- _Selected excerpt_:
---------------
With this new perspective, however, I’m glad we’re homeschooling. The constant interactions with my children are quite revealing, showing me areas where I need to change. And I know that as I do, they’ll change as well. So I told them I don’t plan on sending them to school next year after all – I have a lot more growing to do!

Bringing back the fun

A couple of weeks ago, I was sorting through a box of old school items, and I found a reading bingo game I made for my oldest boy when he was still very small. Now I have another child learning to read, so I pulled it out, and we’ve played it a few times. She loves it, even though it’s made of scrap pieces of poster board.

Since then, I’ve found several other homemade items from long ago. How clever I used to be! So what happened to my creativity over the past five years or so?

Life happened, and I really am still creative. I made the game when I had just one young elementary student, and I wasn’t concerned with pre-algebra, latin, and essays. But the game was a good reminder: learning can be fun, no matter how old you are. Many board games are good resources – Boggle and Scrabble encourage spelling; Balderdash requires creative writing. Here are some other easy ways I’ve found to make learning more enjoyable:

1. Take a nature walk.
2. Plant some seeds in small containers. Place them on the windowsill and watch as they grow.
3. Go on a money hunt through the house. Count the coins you find.
4. Make supper together.
5. Write a letter or draw a picture and mail it to someone special.
6. At the grocery store, pick out 3 fruits or vegetables you’ve never tried before.
7. Put some objects in a paper bag. Have your children reach in, pick one up and feel it, then guess what it is.
8. Fold five pieces of copy paper in half and staple along the folded edge. Write a story or draw pictures in your homemade book.
9. Put on a play about your history lesson.
10. Using a camcorder, make a newscast about your family’s activities.

Top Ten Reasons Why I Homeschool

I find it’s good to remind myself every now and then just why we homeschool – it helps renew my resolve to keep at it. Here’s my top ten list of reasons, in no particular order:

1. Homeschooling puts my children’s character education back in my hands. Because we spend so much time together, I see the character issues that we need to work on, things a teacher of 25+ students would never have time to deal with.
---------------
- _Given entries_:

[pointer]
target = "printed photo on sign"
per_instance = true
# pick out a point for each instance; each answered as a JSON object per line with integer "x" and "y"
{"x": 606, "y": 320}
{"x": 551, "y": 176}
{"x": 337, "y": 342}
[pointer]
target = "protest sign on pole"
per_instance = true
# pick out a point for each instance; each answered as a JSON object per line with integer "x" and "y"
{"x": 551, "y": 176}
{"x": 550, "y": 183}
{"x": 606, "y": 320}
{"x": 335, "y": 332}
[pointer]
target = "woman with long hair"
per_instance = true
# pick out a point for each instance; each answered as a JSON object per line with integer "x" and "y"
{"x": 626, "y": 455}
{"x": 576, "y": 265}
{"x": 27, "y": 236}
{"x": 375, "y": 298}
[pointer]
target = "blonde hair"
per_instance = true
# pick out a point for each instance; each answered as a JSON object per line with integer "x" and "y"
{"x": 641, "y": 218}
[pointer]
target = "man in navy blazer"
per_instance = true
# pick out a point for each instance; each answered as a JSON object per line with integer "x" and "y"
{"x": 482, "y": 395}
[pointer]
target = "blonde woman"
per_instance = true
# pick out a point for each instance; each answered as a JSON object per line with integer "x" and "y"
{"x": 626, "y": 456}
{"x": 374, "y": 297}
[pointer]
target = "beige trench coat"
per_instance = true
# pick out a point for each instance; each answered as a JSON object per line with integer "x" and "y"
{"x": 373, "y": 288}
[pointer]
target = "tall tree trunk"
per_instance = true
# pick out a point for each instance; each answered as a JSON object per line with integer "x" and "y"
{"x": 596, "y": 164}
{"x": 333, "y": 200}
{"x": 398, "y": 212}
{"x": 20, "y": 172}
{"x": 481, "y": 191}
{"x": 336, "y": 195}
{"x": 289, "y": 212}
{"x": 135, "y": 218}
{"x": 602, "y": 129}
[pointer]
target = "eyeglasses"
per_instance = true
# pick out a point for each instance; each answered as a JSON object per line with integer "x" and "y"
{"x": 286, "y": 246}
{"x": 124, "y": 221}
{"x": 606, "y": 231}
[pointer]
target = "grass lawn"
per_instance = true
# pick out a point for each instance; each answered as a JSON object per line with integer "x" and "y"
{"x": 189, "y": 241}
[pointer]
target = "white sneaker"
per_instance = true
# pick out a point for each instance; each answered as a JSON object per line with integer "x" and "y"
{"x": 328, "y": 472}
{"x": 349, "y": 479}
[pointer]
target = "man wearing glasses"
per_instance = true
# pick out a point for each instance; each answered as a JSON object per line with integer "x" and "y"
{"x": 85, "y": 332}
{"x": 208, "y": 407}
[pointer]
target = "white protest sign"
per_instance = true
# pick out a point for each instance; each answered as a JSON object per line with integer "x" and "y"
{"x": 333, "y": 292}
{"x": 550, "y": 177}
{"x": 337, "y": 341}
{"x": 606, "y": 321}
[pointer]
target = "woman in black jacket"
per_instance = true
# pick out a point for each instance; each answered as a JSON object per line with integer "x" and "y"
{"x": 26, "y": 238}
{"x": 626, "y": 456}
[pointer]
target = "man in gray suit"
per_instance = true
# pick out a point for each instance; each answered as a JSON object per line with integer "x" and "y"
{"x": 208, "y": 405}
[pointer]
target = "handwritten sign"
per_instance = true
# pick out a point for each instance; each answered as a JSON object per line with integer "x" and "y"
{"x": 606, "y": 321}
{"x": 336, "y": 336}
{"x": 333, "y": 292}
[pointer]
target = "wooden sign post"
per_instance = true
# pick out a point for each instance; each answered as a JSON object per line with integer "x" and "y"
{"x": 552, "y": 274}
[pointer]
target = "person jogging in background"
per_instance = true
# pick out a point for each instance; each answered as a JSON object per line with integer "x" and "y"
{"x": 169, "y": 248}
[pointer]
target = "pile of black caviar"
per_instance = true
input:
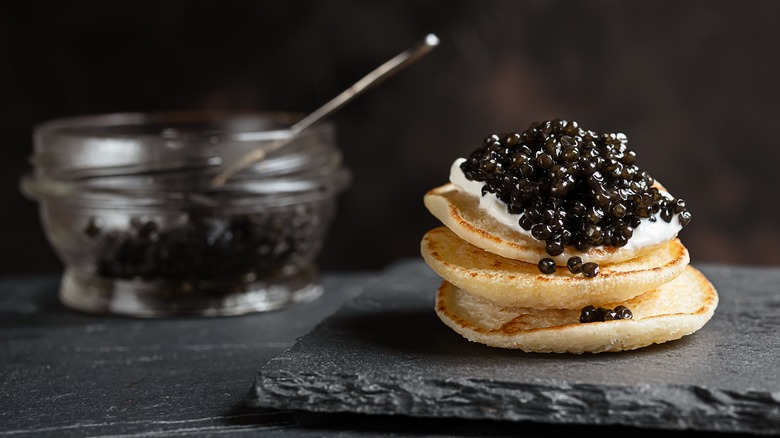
---------------
- _Work instruction_:
Continue the homeschooling text, writing on from the list item that begins "Homeschooling puts my children's character education back in my hands."

- _Exercise result_:
2. I attended public school a long time ago. Even then, a lot of things came up that I was just too immature to handle well. Many children today do grow up too fast – they’re expected to respond to pressures that only adults should face. I want my children to enjoy being children, and homeschooling allows them to do that.

3. Because I choose the curriculum and books we use, I know just what they’re reading and from what point of view.

4. I can tailor their lessons towards their individual learning styles. I’ve found what works for one child often doesn’t work for another.

5. When we work hard at the schoolwork, we’re usually able to finish most of it before lunchtime. This leaves more time to explore subjects the kids are really interested in.

6. The shorter school days also allow more time for extra activities. Right now we participate in boy scouts, music lessons, PE, sewing club, and a literature discussion group. It sounds like a lot, but we’re still home with no errands to run 2 – 3 days a week.

7. On the days we’re home, the kids have more time for play and creativity. My girls (ages 8 and 10) still enjoy playing with dolls and making scrapbooks, and my boys (ages 5 and 12) both like building with Legos.

8. I know my children’s friends and who they hang out with. I know their friends’ parents and siblings as well.

9. I love how homeschooling has affected the relationships within the family. All four of my children are very close to each other, even though there are seven and a half years between the oldest and the youngest.

10. I love to learn! Every day I’m learning something new right along with my children. If they can keep a love of learning into adulthood, then I did my job well.